Copy out the records word for word, from the line containing "We'd be very grateful if you could spot the terracotta" through the final line of the records, including both.
------------------------------------------------------------------------
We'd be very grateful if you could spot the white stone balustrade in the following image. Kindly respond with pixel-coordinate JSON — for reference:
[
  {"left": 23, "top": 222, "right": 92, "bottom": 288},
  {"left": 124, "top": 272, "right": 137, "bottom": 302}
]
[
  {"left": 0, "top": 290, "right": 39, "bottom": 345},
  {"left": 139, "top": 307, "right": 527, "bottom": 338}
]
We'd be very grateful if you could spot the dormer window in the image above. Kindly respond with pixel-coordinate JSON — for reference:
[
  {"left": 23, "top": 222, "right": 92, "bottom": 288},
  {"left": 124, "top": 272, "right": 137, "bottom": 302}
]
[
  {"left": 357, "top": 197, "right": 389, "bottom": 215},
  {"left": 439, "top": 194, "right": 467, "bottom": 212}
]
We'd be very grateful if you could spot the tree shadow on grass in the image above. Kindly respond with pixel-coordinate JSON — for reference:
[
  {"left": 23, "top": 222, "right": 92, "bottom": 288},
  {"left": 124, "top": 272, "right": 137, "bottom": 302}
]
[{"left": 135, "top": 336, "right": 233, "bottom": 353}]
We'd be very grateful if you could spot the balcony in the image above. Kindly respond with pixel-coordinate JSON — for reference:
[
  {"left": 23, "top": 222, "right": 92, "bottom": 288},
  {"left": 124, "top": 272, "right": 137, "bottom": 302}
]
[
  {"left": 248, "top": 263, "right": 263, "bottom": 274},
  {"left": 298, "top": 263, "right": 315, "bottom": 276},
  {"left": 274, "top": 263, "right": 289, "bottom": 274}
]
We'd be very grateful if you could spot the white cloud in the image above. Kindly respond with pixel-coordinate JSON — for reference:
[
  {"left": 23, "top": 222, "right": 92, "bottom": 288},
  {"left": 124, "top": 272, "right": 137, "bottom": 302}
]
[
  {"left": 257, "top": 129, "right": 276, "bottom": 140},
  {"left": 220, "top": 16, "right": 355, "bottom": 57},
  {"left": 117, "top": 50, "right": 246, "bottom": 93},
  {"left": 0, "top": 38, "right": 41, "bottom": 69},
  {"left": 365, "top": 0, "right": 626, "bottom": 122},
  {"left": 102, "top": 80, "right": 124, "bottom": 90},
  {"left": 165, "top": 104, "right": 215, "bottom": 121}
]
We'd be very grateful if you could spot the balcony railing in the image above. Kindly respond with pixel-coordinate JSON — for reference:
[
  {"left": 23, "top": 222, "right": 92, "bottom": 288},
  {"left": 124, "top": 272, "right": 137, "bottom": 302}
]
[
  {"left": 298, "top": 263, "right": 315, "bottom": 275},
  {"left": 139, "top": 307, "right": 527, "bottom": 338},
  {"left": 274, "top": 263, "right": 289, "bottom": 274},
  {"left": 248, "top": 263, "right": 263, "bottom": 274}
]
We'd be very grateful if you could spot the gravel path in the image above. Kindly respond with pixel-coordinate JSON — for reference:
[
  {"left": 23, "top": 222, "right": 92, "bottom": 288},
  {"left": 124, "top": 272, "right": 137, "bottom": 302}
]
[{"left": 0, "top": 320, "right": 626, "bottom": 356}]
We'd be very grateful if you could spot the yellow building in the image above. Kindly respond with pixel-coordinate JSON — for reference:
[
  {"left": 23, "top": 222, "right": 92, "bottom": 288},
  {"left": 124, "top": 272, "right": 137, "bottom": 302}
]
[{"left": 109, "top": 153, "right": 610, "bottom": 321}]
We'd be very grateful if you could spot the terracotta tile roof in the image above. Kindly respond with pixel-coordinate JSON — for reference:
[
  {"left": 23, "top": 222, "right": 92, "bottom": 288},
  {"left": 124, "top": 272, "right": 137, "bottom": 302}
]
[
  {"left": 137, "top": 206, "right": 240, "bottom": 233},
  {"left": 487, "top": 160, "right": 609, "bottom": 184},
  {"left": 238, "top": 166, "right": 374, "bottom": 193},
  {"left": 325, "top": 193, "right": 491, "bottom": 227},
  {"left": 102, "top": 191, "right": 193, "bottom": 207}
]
------------------------------------------------------------------------
**SOLUTION FOR THIS EXERCISE:**
We'd be very grateful if you could spot the terracotta tile roof in the image above. Kindly respond with pixel-coordinate JSON — for reference:
[
  {"left": 23, "top": 222, "right": 92, "bottom": 288},
  {"left": 124, "top": 272, "right": 137, "bottom": 302}
]
[
  {"left": 137, "top": 206, "right": 240, "bottom": 233},
  {"left": 487, "top": 160, "right": 609, "bottom": 184},
  {"left": 238, "top": 166, "right": 374, "bottom": 193},
  {"left": 325, "top": 193, "right": 491, "bottom": 227},
  {"left": 102, "top": 191, "right": 193, "bottom": 207}
]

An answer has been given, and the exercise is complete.